Exercise objective → Extend the filing excerpt on the change of the registrant's certifying accountant, picking up right after its final words.

Extract →
━━━━━━━━━━
Emerging growth company [ x ]
If an emerging growth company, indicate by check mark if the registrant has elected
not to use the extended transition period for complying with any new or revised financial accounting standards provided pursuant
to Section 13(a) of the Exchange Act. [ ]
ITEM 4.01 CHANGES IN REGISTRANT’S CERTIFYING ACCOUNTANT
On April 19, 2021, the Company dismissed TOTAL ASIA ASSOCIATES
PLT (“TOTAL”) as its independent registered accounting firm and engaged, YUSUFALI & ASSOCIATES, LLC. as its new
independent registered accounting firm.
Since “TOTAL’s appointment as our independent registered
accounting firm from December 31, 2019 through December 31, 2020, which included its audit of our financial statements for
the year ended December 31, 2020, there were (i) no disagreements between the Company and “TOTAL” on any matter of
accounting principles or practices, financial statement disclosure, or auditing scope or procedures, which disagreement, if not
resolved to the satisfaction of “TOTAL”, would have caused “TOTAL” to make reference thereto in their reports
on the financial statements for such years, and (ii) no “reportable events” as that term is defined in Item 304(a)(1)(v)
━━━━━━━━━━
Provided records →

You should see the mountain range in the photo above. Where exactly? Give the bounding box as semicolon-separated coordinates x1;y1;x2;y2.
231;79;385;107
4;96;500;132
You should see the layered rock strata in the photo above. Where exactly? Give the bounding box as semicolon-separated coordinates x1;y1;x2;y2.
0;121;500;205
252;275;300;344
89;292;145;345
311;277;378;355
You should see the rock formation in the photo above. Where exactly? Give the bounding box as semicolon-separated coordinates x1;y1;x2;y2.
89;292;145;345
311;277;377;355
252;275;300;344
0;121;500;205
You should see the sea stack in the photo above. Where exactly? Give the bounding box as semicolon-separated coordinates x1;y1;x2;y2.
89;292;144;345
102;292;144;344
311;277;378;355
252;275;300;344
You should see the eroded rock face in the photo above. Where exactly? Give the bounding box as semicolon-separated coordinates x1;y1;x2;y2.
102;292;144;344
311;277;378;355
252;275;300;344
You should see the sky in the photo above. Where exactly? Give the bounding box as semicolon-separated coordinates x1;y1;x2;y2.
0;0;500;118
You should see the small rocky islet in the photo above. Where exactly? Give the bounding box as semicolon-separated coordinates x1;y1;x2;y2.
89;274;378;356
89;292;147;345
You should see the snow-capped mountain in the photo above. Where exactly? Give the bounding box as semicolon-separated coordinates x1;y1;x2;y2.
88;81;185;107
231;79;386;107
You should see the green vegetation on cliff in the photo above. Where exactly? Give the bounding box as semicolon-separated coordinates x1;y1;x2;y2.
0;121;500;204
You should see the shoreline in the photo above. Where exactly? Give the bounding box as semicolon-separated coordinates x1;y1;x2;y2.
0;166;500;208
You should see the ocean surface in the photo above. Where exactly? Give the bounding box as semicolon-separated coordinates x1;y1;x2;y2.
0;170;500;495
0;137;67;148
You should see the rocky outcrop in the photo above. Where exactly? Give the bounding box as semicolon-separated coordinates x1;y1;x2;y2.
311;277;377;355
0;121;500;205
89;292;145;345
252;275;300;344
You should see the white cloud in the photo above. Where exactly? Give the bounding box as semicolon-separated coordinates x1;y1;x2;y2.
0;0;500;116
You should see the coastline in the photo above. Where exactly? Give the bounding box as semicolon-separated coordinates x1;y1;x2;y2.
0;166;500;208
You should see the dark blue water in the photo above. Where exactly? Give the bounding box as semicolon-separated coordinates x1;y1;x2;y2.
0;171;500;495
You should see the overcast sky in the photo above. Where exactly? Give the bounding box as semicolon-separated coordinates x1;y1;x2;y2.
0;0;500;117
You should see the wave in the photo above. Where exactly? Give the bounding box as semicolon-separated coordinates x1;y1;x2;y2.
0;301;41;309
━━━━━━━━━━
Task response →
of Regulation S-K.
The Company provided “TOTAL” with a copy of this
Form 8-K and requested that “TOTAL” furnish it with a letter addressed to the Securities and Exchange Commission stating
whether or not “TOTAL” agrees with the above statements.
During the two most fiscal years ended December 31, 2019, and through
December 31, 2020, the Company has not consulted with YUSUFALI & ASSOCIATES, LLC. regarding either (i) the application of accounting
principles to a specified transaction, either completed or proposed; or the type of audit opinion that might be rendered on the
Company’s financial statements, and neither a written report nor oral advice was provided to the Company that YUSUFALI &
ASSOCIATES, LLC. concluded was an important factor considered by the Company in reaching a decision as to the accounting, auditing
or financial reporting issue; or (ii) any matter that was either the subject of a disagreement (as defined in Item 304(a)(1)(iv)
of Regulation S-K and the related instructions) or a reportable event (as described in Item 304(a)(1)(v) of Regulation S-K).
ITEM 9.01 FINANCIAL STATEMENTS AND EXHIBITS
Exhibit 16.1
SIGNATURES
Pursuant to the requirements of the Securities Exchange Act of 1934, the registrant
has duly caused this report to be signed on its behalf by the undersigned hereunto duly authorized.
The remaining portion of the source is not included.